The people who make a lot of money playing sports are always telling you they'd do it for free. If that was true (it isn't), this is what it would look like.

Tottenham Hotspur blew through town this week on a preseason tour. Ostensibly, it was here to play a soccer game. Actually, it's here doing what we should all be doing every waking moment of our lives – growing the brand.

If the goal was to get you to like Spurs, the ragged 90-minute shift they put in against Toronto FC won't have helped much.

There was a final score. It doesn't matter what it was. All I can tell you is that Tottenham's Erik Lamela scored twice. No game in which that happens can be described as "competitive."

The result was beside the point, as the presumptive focus of the whole show pointed out.

"[I]f we've got to play, we've got to play," TFC's Jermain Defoe declared Wednesday, presumably at high volume while thrusting a sword into the air. I'm not sure. I wasn't there. "It's not going to be as serious. I can't imagine the tempo's going to be too high. But we'll still try to win the game."

That doesn't sound like an advertisement for ticketed entertainment. It sounds like the sort of thing you think while lying in bed on a Sunday morning, trying to convince yourself to go to the gym.

And then you decide not to.

◆ Dataset excerpts

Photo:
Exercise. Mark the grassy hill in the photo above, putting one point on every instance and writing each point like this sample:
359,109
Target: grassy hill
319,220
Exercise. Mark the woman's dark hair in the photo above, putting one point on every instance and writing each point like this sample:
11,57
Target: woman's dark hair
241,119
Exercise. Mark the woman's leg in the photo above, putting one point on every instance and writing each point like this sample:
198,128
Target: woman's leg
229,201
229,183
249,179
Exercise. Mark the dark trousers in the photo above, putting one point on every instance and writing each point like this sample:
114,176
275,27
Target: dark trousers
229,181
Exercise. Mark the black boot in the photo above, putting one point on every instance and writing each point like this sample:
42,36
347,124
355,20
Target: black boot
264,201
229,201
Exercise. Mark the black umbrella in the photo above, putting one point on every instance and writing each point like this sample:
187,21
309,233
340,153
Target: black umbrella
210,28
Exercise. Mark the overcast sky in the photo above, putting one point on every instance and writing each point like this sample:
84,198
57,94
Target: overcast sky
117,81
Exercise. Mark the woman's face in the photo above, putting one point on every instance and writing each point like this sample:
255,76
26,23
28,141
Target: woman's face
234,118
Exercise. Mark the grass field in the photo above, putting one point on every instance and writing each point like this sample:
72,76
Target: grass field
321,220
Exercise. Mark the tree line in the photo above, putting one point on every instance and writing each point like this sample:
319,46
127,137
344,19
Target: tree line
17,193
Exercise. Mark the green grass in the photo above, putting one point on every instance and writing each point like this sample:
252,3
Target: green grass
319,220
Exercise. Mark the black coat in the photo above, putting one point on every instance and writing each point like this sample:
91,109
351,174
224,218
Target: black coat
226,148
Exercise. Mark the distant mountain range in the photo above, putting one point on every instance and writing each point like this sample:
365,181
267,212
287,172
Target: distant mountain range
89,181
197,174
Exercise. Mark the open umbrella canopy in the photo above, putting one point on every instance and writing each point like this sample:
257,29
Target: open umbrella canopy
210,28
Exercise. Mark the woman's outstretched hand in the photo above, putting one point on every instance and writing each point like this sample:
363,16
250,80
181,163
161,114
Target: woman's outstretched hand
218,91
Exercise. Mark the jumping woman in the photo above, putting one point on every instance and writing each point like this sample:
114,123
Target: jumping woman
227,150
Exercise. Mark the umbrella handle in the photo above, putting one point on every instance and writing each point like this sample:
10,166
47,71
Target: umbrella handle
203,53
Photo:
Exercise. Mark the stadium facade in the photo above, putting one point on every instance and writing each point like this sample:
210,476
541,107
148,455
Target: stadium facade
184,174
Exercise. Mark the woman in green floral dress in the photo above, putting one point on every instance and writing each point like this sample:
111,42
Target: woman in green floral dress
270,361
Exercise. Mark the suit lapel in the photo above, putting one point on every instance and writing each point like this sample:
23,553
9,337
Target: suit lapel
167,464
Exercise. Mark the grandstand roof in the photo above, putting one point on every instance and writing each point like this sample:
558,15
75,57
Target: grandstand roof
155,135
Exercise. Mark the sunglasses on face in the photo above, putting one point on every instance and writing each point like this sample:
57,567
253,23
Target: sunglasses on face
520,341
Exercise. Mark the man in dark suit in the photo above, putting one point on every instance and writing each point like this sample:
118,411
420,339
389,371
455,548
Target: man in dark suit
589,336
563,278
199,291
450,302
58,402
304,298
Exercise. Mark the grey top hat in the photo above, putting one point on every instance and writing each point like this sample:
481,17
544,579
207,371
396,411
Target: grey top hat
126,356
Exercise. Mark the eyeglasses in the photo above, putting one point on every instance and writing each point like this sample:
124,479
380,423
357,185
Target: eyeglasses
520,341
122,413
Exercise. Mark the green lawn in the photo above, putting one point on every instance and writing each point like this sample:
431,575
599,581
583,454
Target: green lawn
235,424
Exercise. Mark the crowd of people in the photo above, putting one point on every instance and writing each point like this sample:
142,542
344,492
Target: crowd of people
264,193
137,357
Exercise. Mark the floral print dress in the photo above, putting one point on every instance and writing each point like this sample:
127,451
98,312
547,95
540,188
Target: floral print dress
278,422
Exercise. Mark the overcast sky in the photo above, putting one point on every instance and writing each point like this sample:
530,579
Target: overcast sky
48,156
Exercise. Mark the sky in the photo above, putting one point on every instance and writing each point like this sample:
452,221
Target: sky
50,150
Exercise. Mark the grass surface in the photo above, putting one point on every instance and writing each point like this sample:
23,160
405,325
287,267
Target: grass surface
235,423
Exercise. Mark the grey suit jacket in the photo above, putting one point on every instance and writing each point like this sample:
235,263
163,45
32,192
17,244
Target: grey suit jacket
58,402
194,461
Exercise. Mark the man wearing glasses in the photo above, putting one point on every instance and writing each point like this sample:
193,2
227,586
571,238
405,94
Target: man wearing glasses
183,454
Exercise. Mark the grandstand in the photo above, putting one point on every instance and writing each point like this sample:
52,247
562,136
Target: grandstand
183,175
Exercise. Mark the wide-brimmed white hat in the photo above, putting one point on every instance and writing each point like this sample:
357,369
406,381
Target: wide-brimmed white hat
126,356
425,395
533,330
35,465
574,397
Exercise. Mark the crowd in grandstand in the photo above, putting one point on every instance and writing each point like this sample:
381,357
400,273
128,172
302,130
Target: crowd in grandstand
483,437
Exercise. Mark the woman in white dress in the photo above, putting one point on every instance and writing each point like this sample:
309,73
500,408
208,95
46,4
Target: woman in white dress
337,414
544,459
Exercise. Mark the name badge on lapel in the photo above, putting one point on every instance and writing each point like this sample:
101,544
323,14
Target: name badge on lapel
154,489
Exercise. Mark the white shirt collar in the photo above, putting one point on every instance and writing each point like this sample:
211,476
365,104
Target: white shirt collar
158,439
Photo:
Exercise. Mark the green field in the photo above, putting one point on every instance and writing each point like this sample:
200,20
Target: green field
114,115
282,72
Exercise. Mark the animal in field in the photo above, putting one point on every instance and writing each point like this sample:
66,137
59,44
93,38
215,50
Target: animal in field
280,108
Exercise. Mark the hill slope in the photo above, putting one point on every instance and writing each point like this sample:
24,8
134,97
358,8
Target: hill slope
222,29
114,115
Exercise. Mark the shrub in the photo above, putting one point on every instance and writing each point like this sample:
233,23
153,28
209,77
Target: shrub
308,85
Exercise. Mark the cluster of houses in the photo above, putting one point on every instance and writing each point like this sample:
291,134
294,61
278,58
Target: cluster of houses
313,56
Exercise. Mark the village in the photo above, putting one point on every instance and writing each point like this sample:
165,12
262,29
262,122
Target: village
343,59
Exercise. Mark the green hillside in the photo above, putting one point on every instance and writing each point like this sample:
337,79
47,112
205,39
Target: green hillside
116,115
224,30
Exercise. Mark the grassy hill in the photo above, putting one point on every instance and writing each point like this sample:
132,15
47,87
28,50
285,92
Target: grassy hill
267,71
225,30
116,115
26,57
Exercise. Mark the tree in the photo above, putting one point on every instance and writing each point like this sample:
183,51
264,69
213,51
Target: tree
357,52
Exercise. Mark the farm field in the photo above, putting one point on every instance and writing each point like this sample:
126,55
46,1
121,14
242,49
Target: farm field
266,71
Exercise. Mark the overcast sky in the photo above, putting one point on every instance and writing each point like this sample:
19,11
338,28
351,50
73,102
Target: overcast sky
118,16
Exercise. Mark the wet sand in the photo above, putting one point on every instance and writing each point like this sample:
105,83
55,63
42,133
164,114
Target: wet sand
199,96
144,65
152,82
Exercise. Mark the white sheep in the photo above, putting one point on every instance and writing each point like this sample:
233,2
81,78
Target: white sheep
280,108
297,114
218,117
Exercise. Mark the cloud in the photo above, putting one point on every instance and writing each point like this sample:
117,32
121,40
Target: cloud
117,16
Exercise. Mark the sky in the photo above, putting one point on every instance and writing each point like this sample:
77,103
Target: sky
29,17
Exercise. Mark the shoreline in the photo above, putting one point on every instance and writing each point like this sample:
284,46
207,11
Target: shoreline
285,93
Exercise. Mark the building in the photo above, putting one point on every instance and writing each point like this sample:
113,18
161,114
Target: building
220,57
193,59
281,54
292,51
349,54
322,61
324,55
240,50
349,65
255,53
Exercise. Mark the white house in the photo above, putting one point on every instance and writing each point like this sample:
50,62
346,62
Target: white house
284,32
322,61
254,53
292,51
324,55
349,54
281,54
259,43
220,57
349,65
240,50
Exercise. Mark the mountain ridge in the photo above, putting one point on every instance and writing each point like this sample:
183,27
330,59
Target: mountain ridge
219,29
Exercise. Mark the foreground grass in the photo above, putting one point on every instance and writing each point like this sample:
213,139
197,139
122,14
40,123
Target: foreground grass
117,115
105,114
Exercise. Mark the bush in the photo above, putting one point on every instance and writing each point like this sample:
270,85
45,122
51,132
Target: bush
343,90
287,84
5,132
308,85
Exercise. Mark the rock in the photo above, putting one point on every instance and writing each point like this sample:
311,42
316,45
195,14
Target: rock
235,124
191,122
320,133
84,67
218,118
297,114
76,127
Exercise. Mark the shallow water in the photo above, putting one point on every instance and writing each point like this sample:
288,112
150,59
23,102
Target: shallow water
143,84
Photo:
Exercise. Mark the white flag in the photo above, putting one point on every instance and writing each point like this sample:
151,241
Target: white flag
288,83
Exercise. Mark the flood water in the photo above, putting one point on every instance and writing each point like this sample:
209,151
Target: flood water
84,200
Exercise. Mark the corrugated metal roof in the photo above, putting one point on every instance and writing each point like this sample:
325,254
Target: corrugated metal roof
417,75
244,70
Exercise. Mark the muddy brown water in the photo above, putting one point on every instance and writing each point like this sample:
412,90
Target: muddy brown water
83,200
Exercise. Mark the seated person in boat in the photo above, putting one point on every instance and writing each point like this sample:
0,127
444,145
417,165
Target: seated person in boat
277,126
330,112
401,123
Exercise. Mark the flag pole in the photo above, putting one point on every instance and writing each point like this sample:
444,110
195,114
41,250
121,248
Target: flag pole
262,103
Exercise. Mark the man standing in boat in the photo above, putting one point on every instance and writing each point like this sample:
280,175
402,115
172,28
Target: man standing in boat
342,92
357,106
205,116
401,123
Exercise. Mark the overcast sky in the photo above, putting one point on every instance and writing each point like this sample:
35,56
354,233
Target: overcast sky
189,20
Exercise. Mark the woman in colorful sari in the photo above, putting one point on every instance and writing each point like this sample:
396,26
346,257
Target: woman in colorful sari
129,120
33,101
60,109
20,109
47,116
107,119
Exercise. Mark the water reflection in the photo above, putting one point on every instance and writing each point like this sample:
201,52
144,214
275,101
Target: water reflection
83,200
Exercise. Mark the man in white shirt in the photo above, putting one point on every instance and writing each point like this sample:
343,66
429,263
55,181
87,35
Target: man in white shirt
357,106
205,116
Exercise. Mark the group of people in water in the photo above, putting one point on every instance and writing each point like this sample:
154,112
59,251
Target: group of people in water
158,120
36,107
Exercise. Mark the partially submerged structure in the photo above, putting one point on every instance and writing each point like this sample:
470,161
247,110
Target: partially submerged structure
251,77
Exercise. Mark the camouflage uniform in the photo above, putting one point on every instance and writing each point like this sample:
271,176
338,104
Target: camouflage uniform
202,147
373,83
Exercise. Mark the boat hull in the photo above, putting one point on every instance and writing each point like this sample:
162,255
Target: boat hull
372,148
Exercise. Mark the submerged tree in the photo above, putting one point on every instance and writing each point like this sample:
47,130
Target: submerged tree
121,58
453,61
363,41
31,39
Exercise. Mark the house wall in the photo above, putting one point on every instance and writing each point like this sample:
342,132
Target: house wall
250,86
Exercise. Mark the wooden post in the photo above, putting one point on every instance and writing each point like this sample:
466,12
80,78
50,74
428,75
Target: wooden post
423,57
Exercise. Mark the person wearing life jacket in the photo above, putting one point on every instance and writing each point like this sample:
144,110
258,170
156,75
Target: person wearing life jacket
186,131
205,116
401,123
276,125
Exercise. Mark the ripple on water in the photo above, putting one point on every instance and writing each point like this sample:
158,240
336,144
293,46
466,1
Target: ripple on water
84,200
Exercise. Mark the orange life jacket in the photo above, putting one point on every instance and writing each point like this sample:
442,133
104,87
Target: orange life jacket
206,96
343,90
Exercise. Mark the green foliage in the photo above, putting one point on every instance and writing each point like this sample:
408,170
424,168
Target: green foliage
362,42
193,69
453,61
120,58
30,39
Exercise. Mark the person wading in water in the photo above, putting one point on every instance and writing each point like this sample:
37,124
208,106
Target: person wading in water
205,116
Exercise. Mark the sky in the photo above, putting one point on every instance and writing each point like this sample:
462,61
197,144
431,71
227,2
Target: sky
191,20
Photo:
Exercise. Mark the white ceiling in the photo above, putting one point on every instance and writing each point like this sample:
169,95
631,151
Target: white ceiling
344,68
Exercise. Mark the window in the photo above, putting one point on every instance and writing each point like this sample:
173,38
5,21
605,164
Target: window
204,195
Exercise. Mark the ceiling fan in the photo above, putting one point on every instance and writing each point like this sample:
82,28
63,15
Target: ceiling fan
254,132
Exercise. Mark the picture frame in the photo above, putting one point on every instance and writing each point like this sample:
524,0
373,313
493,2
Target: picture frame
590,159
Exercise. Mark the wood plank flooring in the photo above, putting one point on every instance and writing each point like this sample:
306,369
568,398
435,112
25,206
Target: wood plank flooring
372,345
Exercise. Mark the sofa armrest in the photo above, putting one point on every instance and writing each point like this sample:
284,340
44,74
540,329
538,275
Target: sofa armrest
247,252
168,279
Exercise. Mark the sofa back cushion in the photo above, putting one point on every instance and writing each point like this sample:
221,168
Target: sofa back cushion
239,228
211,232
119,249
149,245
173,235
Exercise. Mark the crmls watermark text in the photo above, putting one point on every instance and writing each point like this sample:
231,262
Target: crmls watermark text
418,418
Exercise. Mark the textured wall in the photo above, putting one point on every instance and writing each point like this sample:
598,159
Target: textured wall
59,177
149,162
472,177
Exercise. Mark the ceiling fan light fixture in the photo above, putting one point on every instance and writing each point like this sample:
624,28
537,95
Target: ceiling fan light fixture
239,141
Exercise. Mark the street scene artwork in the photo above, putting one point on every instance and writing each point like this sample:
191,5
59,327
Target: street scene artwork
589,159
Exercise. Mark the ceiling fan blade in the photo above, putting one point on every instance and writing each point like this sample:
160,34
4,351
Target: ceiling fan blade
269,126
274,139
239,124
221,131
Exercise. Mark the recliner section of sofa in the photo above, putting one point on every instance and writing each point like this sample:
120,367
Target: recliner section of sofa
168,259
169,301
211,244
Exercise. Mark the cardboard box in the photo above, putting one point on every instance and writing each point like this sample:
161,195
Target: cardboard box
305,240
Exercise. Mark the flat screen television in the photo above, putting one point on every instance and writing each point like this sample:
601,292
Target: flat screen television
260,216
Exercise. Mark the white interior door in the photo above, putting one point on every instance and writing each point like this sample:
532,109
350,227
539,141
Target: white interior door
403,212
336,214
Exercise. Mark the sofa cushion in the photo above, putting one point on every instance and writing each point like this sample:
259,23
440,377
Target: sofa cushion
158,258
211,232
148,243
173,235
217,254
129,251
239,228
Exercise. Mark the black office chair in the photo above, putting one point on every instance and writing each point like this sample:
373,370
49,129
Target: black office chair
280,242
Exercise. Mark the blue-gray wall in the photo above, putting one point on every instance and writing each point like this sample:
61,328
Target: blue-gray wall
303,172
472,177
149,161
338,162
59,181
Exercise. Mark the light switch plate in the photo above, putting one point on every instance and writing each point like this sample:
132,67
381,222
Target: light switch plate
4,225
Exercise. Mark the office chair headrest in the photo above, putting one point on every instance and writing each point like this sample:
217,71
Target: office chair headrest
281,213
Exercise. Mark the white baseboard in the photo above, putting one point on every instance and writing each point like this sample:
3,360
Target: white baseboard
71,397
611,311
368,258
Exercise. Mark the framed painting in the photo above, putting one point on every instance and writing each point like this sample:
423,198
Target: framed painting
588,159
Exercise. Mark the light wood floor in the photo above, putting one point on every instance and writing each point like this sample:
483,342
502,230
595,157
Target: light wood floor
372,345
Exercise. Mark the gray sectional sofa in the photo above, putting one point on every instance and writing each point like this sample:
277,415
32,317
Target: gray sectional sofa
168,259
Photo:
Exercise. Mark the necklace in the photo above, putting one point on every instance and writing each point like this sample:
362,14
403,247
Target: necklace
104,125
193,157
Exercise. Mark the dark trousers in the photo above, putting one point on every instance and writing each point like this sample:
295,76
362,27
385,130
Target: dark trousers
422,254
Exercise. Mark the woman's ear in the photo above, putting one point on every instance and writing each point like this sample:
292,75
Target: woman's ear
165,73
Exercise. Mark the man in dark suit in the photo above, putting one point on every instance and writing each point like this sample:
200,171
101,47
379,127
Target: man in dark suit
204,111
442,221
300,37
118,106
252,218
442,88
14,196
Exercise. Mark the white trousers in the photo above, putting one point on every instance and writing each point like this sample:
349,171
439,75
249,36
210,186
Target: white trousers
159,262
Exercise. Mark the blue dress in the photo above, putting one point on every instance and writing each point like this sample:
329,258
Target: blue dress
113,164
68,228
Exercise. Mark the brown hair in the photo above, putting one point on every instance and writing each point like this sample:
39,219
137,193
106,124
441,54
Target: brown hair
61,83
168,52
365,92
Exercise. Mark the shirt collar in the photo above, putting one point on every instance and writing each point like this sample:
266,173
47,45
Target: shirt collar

◆ Goals
1) Reproduce the stretch of the Tottenham preseason column from "Tottenham Hotspur blew" through "growing the brand." word for word.
2) In the Tottenham preseason column, why does the writer say the match cannot be described as "competitive"? Answer in one to three sentences.

◆ Solutions below
1)
Tottenham Hotspur blew through town this week on a preseason tour. Ostensibly, it was here to play a soccer game. Actually, it's here doing what we should all be doing every waking moment of our lives – growing the brand.

2) Tottenham's Erik Lamela scored twice in the match. The writer holds that no game in which that happens can be described as "competitive."